Asia Pacific Startups Analysis
In this project, I scraped and analyzed Asia Pacific startups. I am interested to identify startups distribution in APAC and outliers.
Project Overview
The objective of this data science project is to discover early-stage (<= Series A) Asia Pacific (APAC) startups with the potential to become a unicorn (> $1 billion USD valuation).
Tech objectives:
- To scrape data from an infinite scrolling website
- Interactive data visualizations
I am a globalist. Before I look beyond APAC, I want to have an overview of my surroundings.
I am interested in startups that:
- Build unique product / service
- Consist of 1st class executor
- Solve near mission-impossible level challenges on the path to become a unicorn
- Are not an "uber" of something
Tech in Asia (TIA) is a Y-combinator alumni Singapore startup. The Asia version of Techcrunch and Crunchbase.
TIA plays a part in helping Asia tech scene, so I will not share the data nor the method I used to get it.
Extract, Transform, Load (ETL)
From the data, I managed to reverse engineer and get parts of the TIA database schema.
TIA has invested decent time in compiling the companies data as this is the cleanest data I have scraped.
TIA updates the data regularly. The number of companies increases from 57306
to 57620
between 2019-05-26
and 2019-06-01
.
Based on the data, I do see some problems, so it's not perfect.
I manage to gauge the strength of TIA's Data & Software Engineer from this process.
Choosing data visualization tools
#1. D3.js
D3 is a JS library for manipulating documents based on data. It helps to combines powerful visualization components and a data-driven approach to DOM manipulation.
D3 is the de facto standard for building complex data visualizations on the web.

Problem A:
Using the APAC startups analysis, answer each question on its own line:
(i) What valuation makes a startup a unicorn?
(ii) Which funding stages count as early-stage?
(iii) According to the analysis, what two things does D3 help to combine?
Problem B:
For each statement, say yes or no according to the APAC startups analysis, and quote the words that decide it:
(i) Tech in Asia is a Singapore startup.
(ii) The author will share the scraped data and the method used to get it.
(iii) The author finds the scraped data free of problems.
Problem C: Print the part of the APAC startups analysis starting with "From the data, I" and going on through "on the web.".

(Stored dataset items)
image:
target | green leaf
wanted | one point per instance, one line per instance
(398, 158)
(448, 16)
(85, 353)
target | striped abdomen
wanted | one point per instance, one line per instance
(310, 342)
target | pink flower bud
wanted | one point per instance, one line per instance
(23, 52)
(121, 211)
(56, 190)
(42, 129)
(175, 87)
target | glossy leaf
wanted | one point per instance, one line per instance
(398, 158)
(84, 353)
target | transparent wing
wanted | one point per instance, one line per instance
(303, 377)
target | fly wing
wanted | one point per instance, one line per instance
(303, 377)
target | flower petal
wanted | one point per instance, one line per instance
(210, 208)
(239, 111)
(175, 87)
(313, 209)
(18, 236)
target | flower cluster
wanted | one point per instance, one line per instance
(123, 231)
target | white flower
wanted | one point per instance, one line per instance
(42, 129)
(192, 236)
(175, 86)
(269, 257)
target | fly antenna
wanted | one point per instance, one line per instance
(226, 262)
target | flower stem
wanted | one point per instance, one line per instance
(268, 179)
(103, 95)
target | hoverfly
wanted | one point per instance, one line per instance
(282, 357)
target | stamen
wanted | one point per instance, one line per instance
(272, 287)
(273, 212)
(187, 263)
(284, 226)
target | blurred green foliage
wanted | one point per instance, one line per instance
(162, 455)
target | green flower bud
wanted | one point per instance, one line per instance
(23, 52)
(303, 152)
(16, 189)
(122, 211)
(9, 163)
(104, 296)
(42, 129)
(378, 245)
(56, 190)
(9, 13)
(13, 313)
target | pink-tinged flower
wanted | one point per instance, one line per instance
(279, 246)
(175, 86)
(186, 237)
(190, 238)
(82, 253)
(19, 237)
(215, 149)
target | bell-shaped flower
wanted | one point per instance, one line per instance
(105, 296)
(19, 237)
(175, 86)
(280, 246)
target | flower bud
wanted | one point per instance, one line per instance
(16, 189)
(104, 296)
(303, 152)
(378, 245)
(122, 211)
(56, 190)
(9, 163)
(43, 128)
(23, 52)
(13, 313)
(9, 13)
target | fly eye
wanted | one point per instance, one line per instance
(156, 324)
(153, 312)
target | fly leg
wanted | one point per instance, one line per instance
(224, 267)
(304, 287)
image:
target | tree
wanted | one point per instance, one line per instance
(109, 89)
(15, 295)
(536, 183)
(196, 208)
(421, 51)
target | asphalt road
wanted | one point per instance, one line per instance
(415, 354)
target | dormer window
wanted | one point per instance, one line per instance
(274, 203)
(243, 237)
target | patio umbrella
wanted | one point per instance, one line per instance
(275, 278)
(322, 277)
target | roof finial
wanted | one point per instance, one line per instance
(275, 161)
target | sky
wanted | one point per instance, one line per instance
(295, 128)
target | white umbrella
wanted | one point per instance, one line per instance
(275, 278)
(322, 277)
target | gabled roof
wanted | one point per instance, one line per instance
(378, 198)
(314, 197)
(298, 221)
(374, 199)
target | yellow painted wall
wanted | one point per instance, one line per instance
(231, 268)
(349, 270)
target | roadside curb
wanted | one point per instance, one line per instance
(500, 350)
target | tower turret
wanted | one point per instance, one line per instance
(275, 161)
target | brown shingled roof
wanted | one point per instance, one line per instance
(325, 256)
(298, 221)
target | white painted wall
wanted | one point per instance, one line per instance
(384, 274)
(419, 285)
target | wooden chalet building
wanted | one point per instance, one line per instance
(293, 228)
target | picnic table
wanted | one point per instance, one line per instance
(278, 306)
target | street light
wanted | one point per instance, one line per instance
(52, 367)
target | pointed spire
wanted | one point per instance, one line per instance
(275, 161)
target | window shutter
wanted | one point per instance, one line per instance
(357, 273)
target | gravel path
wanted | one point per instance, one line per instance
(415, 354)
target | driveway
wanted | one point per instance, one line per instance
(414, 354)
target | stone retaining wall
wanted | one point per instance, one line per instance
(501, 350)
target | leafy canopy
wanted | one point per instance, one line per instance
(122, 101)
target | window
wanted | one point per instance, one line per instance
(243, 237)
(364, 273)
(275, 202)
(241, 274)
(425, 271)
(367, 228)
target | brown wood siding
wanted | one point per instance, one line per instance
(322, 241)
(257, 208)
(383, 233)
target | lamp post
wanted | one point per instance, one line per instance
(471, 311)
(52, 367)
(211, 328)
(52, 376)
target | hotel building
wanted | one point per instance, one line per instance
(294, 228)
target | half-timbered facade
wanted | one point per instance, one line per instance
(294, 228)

Exercise answer A:
(i) A valuation above $1 billion USD.
(ii) Series A or earlier (<= Series A).
(iii) Powerful visualization components and a data-driven approach to DOM manipulation.

Exercise answer B:
(i) Yes: "Tech in Asia (TIA) is a Y-combinator alumni Singapore startup."
(ii) No: "I will not share the data nor the method I used to get it."
(iii) No: "Based on the data, I do see some problems, so it's not perfect."

Exercise answer C:
From the data, I managed to reverse engineer and get parts of the TIA database schema.
TIA has invested decent time in compiling the companies data as this is the cleanest data I have scraped.
TIA updates the data regularly. The number of companies increases from 57306
to 57620
between 2019-05-26
and 2019-06-01
.
Based on the data, I do see some problems, so it's not perfect.
I manage to gauge the strength of TIA's Data & Software Engineer from this process.
Choosing data visualization tools
#1. D3.js
D3 is a JS library for manipulating documents based on data. It helps to combines powerful visualization components and a data-driven approach to DOM manipulation.
D3 is the de facto standard for building complex data visualizations on the web.